• Exercise passage

○ ○ ○ ○ ○

Individuals who have received a higher level of education appear to support the teaching of synthetic biology more so than those of lower educational levels, though the trend is not obvious. Currently there are courses at Cornell University, such as ECE 3530/BME 4980: Introduction to Systems and Synthetic Biology, exploring synthetic biology.

2. Opinions of the Cornell iGEM 2014 Project

Results Based on Location (Rural, Suburban, Urban)
Urbanicity, or the degree to which a location is urbanized, is an environmental construct with massive implications for many dimensions of an individual’s life, including their lifetime mental health, their exposure and tolerance for different types of information, and more. Our survey found that individuals living in rural areas were more likely to have strong positive views about water conservation, but that overall the percentage of individuals who “strongly agree” or “agree” with making a conscious effort towards water conservation are constant across urbanicity.

Results Based on Education Level
Overall, concern about water contamination rises with an individual’s level of education, a trend made apparent by the percentage taken up by “Strongly Agree” or “Agree” responses. This is consistent with statistical meta-analyses we’ve reviewed about the origin of environmental concern (see: Liere & Dunlap, 1980)

○ ○ ○ ○ ○

(Collected data)
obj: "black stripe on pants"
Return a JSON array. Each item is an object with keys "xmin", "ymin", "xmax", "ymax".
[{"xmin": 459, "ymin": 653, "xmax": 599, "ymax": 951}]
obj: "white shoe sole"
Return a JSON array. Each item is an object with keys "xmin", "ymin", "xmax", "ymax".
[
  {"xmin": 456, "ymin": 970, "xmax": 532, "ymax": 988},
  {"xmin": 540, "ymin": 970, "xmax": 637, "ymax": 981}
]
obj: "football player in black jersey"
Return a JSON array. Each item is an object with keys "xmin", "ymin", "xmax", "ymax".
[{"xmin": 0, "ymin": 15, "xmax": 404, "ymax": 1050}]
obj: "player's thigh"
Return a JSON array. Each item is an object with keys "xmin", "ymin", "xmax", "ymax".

○ ○ ○ ○ ○

• Task item A
Write out the survey text between "Results Based on Education" and "Liere & Dunlap, 1980)", inclusive.
• Task item B
Extend the survey text on synthetic biology and water concerns past its final sentence.

• Response box A
Results Based on Education Level
Overall, concern about water contamination rises with an individual’s level of education, a trend made apparent by the percentage taken up by “Strongly Agree” or “Agree” responses. This is consistent with statistical meta-analyses we’ve reviewed about the origin of environmental concern (see: Liere & Dunlap, 1980)

• Response box B
Results Based on Gender
Overall, the trends in responses are very similar for men and women. Responses to “I believe human activity is partially responsible for climate change” and “synthetic biology can provide solutions to environmental problems” are very similar. It appears that both men and women believe that humans are at least partially responsible for recent problems in the environment but are also hopeful that synthetic biology could provide solutions. An interesting offshoot of this project would be to investigate exactly how people anticipate that synthetic biology could help and specifically which environmental problem should be primarily targeted. The results from the questions ‘I am worried that there are heavy metals in my drinking water” and “I make a conscious effort to conserve water” appear to be more disparate. More men disagree that there may be heavy metals in drinking water and more women responded that they make a conscious effort to conserve water. It should also be noted that all responses are self-reported, leading to possible biases and skewed data. A more rigorous examination should be carried out in order to make stronger conclusions.

Conclusions

Although some conclusions can be made, a few cautions should be mentioned as a disclaimer. There are several aspects of our survey that can be improved upon, if this approach should be attempted again.

  1. Non-representative sampling: Our sample was distributed primarily via social network sites and email; consequently our survey sample consists primarily of undergraduate students. There is also a high proportion of teenagers and graduate students. Overall, a large proportion of our sample consists of young adults in suburban locations, who may have more liberal viewpoints. The sample is also heavily concentrated in the east coast of the United States. Consequently more diversity in geographical location and age should be emphasized in future studies. The snowball and convenience sampling of our survey prevents us from making more rigorous conclusions based on a representative sample.
  2. Self-Reported Data: Because all of our data gathered was self-reported, the results may be heavily skewed. For example, even though all survey responses were recorded anonymously, respondents may be more likely to respond with positive answers (“Yes, I make a conscious effort to conserve water”) regardless of whether it is actually accurate or not.
  3. Significance Testing: Results should be tested more rigorously to analyze whether the differences are statistically significant or due to chance variations.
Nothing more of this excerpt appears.